* EXTRACTED MATERIAL:
···
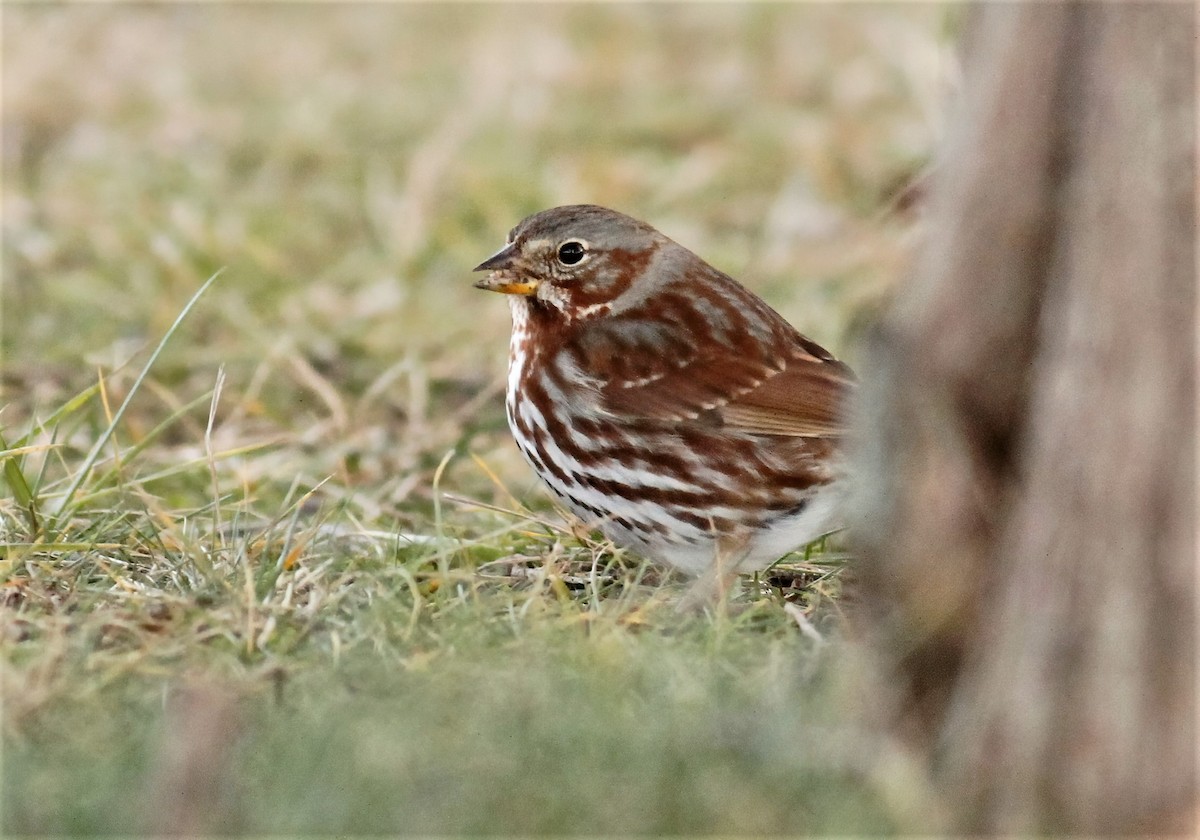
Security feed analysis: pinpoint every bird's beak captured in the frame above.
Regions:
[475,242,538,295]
···
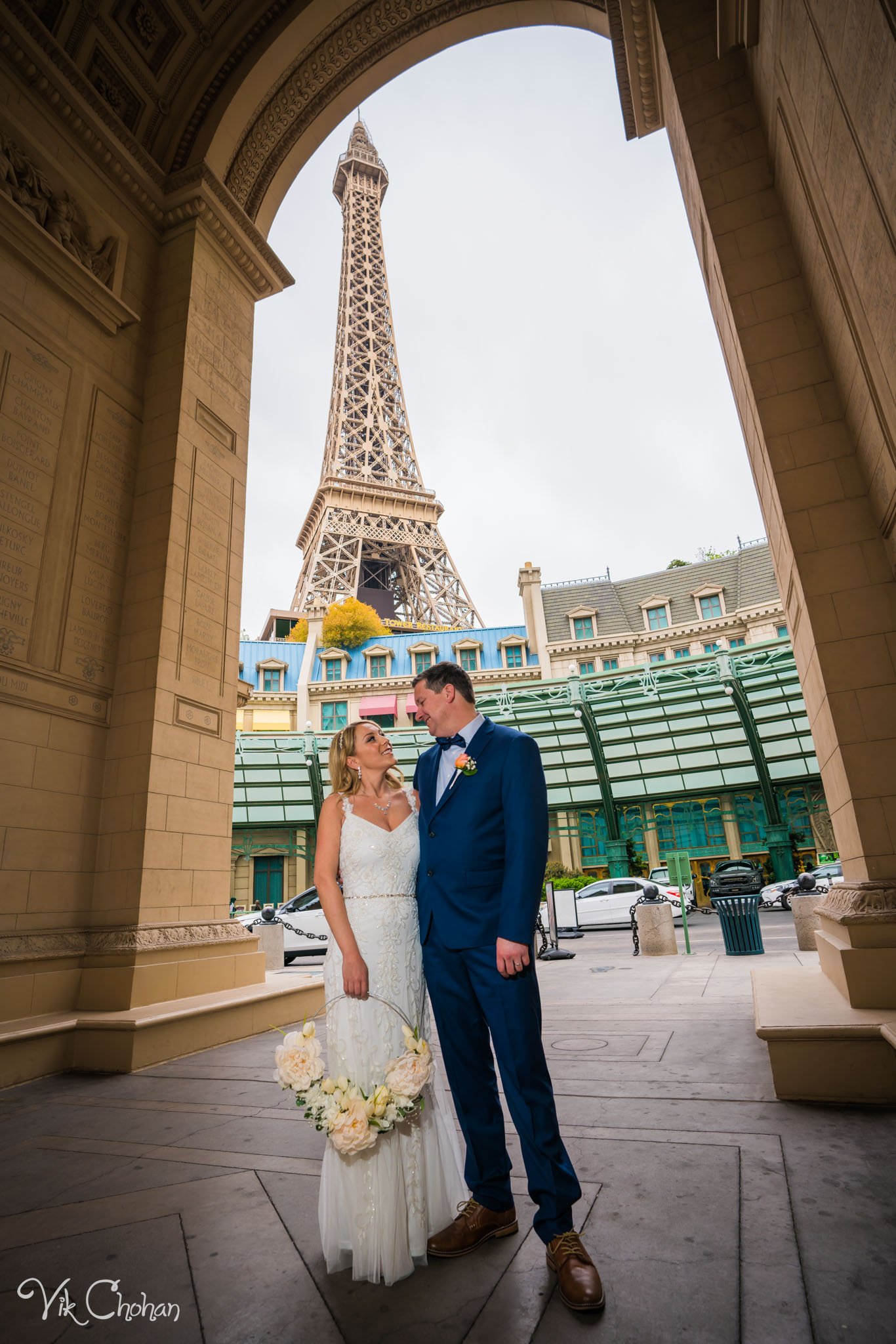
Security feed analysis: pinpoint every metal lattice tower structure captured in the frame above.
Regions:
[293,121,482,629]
···
* TASK TO CARRY OUT: Count the lines in the rows above that contain the string "feed", where case counts. Reply with the number alone.

* CORRECT RESPONSE: 2